Stored data:
* * *
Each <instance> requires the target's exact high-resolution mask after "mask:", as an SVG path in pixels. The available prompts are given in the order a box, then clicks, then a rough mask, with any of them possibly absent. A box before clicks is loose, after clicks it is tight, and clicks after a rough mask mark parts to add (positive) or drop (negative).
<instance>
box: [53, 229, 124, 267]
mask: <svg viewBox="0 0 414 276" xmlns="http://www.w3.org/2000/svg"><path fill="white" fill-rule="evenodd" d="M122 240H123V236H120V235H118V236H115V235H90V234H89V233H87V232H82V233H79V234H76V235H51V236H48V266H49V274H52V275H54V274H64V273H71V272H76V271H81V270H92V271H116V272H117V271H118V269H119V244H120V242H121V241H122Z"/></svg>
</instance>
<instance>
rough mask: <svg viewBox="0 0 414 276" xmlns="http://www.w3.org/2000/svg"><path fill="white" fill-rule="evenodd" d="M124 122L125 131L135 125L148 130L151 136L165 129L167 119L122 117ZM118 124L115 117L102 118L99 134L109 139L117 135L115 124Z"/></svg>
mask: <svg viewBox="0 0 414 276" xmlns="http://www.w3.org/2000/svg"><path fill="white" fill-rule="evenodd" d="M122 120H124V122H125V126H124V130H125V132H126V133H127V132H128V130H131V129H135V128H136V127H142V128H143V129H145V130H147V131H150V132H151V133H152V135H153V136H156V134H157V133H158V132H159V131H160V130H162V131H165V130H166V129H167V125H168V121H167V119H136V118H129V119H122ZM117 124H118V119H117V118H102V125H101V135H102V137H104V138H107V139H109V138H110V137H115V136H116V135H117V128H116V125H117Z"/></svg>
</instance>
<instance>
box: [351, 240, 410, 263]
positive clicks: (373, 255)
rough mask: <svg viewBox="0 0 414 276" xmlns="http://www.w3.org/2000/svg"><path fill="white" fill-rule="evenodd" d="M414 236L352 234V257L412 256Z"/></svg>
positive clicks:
* * *
**EXERCISE PROMPT**
For each record above, give it again without a single change.

**ANSWER SPACE**
Each <instance> requires the target's exact high-resolution mask after "mask:", as an SVG path in pixels. The available prompts are given in the order a box, then clicks, then a rough mask, with any of them possibly absent. A box before clicks is loose, after clicks it is tight, and clicks after a rough mask mark parts to add (positive) or drop (negative).
<instance>
box: [53, 229, 124, 267]
mask: <svg viewBox="0 0 414 276" xmlns="http://www.w3.org/2000/svg"><path fill="white" fill-rule="evenodd" d="M122 240H123V236H120V235H118V236H115V235H90V234H89V233H87V232H82V233H79V234H76V235H51V236H48V266H49V274H52V275H54V274H64V273H71V272H76V271H81V270H92V271H116V272H117V271H118V269H119V244H120V242H121V241H122Z"/></svg>
</instance>
<instance>
rough mask: <svg viewBox="0 0 414 276" xmlns="http://www.w3.org/2000/svg"><path fill="white" fill-rule="evenodd" d="M124 122L125 131L135 125L148 130L151 136L165 129L167 119L122 117ZM118 124L115 117L102 118L99 134L109 139L117 135L115 124Z"/></svg>
mask: <svg viewBox="0 0 414 276" xmlns="http://www.w3.org/2000/svg"><path fill="white" fill-rule="evenodd" d="M122 120H124V122H125V126H124V130H125V132H126V133H127V132H128V130H131V129H135V128H136V127H142V128H143V129H145V130H147V131H150V132H151V133H152V135H153V136H156V134H157V133H158V132H159V131H160V130H162V131H165V130H166V129H167V125H168V121H167V119H136V118H129V119H122ZM117 124H118V119H117V118H102V125H101V135H102V137H104V138H107V139H109V138H110V137H115V136H116V135H117V128H116V125H117Z"/></svg>
</instance>
<instance>
box: [351, 240, 410, 263]
positive clicks: (373, 255)
rough mask: <svg viewBox="0 0 414 276" xmlns="http://www.w3.org/2000/svg"><path fill="white" fill-rule="evenodd" d="M414 236L352 234V257L412 256Z"/></svg>
positive clicks:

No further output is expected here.